Document section:

********************

# Q3 : Training a simple Linear Model
In this section, you will write the code to train a Linear Model. The goal is to classify an input $X_i$ of size $n$ into one of $m$ classes. For this, you need to consider the following:

1)  **Weight Matrix** $W_{n\times m}$: The Weights are multipled with the input $X_i$ (vector of size $n$), to find $m$ scores $S_m$ for the $m$ classes.

2)  **The Loss function**:   
  * The Cross Entropy Loss: By interpreting the scores as unnormalized log probabilities for each class, this loss tries to measure dissatisfaction with the scores in terms of the log probability of the right class:

$$
L_i = -\log\left(\frac{e^{f_{y_i}}}{ \sum_j e^{f_j} }\right) \hspace{0.5in} \text{or equivalently} \hspace{0.5in} L_i = -f_{y_i} + \log\sum_j e^{f_j}
$$

where $f_{ y_i }$ is the $y_i$-th element of the output of $W^T  X_i$

3) **A Regularization term**: In addition to the loss, you need a Regularization term to lead to a more distributed (in case of $L_2$) or sparse (in case of $L_1$) learning of the weights. For example, with $L_2$ regularization, the loss has the following additional term:

$$
R(W) = \sum_k\sum_l W_{k,l}^2  
$$

Thus the total loss has the form:
$$
L =  \underbrace{ \frac{1}{N} \sum_i L_i }_\text{data loss} + \underbrace{ \lambda R(W) }_\text{regularization loss} \\\\
$$

4) **An Optimization Procedure**: This refers to the process which tweaks the weight Matrix $W_{n\times m}$ to reduce the loss function $L$. In our case, this refers to Mini-batch Gradient Descent algorithm. We adjust the weights $W_{n\times m}$, based on the gradient of the loss $L$ w.r.t. $W_{n\times m}$. This leads to:
$$
W_{t+1} = W_{t} - \alpha \frac{\partial L}{\partial W},
$$
where $\alpha$ is the learning rate. Additionally, with "mini-batch" gradient descent, instead of finding loss over the whole dataset, we use a small sample $B$ of the training data to make each learning step. Hence,
$$
W_{t+1} = W_{t} - \alpha \frac{\partial \sum_{i \in B}{L_{x_i}}}{\partial W},
$$
where $|B|$ is the batch size.

********************

Given request 1: Retype the linear model section word for word, everything from "4) **An Optimization" down to "the batch size.".

Dataset rows
********************

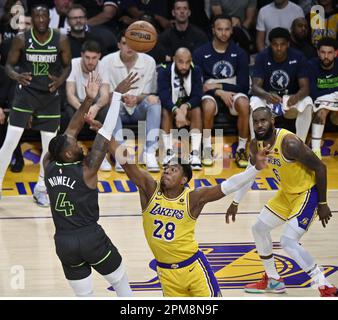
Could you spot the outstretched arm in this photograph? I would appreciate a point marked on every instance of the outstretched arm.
(99, 149)
(294, 149)
(66, 59)
(201, 196)
(76, 123)
(141, 178)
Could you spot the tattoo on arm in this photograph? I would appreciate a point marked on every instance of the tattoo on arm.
(97, 153)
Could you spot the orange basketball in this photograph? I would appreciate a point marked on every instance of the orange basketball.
(141, 36)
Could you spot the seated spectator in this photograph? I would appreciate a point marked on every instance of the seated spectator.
(327, 27)
(133, 10)
(182, 33)
(244, 10)
(324, 88)
(139, 104)
(7, 86)
(225, 68)
(7, 32)
(102, 20)
(58, 15)
(300, 38)
(180, 91)
(78, 78)
(280, 13)
(78, 34)
(280, 81)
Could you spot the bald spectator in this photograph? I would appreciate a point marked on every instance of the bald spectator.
(58, 15)
(279, 13)
(300, 38)
(329, 27)
(180, 91)
(183, 33)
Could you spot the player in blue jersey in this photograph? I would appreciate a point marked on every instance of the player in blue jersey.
(280, 80)
(225, 68)
(324, 88)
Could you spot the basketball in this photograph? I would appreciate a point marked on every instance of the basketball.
(141, 36)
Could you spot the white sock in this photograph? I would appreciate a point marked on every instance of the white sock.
(46, 137)
(83, 287)
(241, 143)
(303, 122)
(12, 139)
(196, 139)
(167, 141)
(206, 142)
(119, 280)
(317, 133)
(318, 278)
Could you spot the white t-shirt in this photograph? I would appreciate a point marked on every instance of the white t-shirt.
(270, 17)
(81, 79)
(145, 66)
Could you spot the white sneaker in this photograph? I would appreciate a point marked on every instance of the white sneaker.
(170, 155)
(195, 160)
(41, 197)
(105, 165)
(118, 167)
(151, 162)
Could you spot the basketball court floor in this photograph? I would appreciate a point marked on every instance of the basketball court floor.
(29, 266)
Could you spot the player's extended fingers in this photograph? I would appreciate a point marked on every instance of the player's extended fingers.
(227, 217)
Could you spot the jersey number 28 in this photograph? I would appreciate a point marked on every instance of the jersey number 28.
(166, 231)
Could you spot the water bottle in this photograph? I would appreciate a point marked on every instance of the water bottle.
(227, 154)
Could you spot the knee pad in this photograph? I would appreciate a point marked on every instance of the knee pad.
(116, 275)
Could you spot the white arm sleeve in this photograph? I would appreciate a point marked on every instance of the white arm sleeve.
(239, 181)
(111, 118)
(242, 191)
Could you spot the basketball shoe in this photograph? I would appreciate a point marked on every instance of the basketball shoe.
(266, 285)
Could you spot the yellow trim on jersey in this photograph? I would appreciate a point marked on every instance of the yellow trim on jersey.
(275, 213)
(306, 200)
(152, 197)
(188, 207)
(207, 278)
(174, 199)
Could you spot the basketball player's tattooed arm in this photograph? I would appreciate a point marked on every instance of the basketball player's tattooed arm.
(294, 149)
(76, 123)
(257, 90)
(201, 196)
(233, 208)
(13, 57)
(66, 58)
(304, 90)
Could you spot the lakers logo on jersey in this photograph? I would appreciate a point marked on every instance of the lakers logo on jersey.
(163, 211)
(237, 264)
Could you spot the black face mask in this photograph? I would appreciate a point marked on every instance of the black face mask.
(266, 136)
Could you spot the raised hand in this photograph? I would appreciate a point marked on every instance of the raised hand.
(262, 158)
(55, 84)
(93, 85)
(232, 211)
(93, 124)
(127, 84)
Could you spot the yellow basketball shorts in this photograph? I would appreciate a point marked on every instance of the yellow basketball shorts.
(301, 205)
(190, 278)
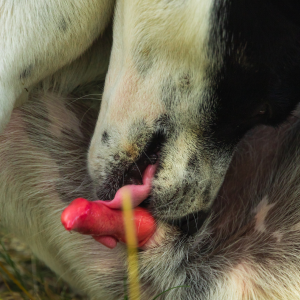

********************

Given request 2: Reproduce the dataset rows from the line containing "Could you spot the lakers" down to the end of the rows, both ends included, keeping the requests but leaving out the pictures. Multiply each point coordinate in the answers by 0.7 and round to the nearest whole number, with halves rounded up.

Correct response 1:
4) **An Optimization Procedure**: This refers to the process which tweaks the weight Matrix $W_{n\times m}$ to reduce the loss function $L$. In our case, this refers to Mini-batch Gradient Descent algorithm. We adjust the weights $W_{n\times m}$, based on the gradient of the loss $L$ w.r.t. $W_{n\times m}$. This leads to:
$$
W_{t+1} = W_{t} - \alpha \frac{\partial L}{\partial W},
$$
where $\alpha$ is the learning rate. Additionally, with "mini-batch" gradient descent, instead of finding loss over the whole dataset, we use a small sample $B$ of the training data to make each learning step. Hence,
$$
W_{t+1} = W_{t} - \alpha \frac{\partial \sum_{i \in B}{L_{x_i}}}{\partial W},
$$
where $|B|$ is the batch size.

Correct response 2:
Could you spot the lakers logo on jersey in this photograph? I would appreciate a point marked on every instance of the lakers logo on jersey.
(114, 148)
(166, 185)
Could you spot the black face mask in this photograph? I would appreciate a point marked on every instance of the black face mask.
(186, 95)
Could you spot the raised hand in this photograph? I would appreciate a point marked on every instance of the raised hand.
(183, 111)
(39, 59)
(65, 60)
(162, 148)
(65, 87)
(89, 59)
Could you spot the yellow basketball shorts in this photograph? I would appreciate a point marked on every instance of the yellow basketball shorts.
(211, 144)
(133, 195)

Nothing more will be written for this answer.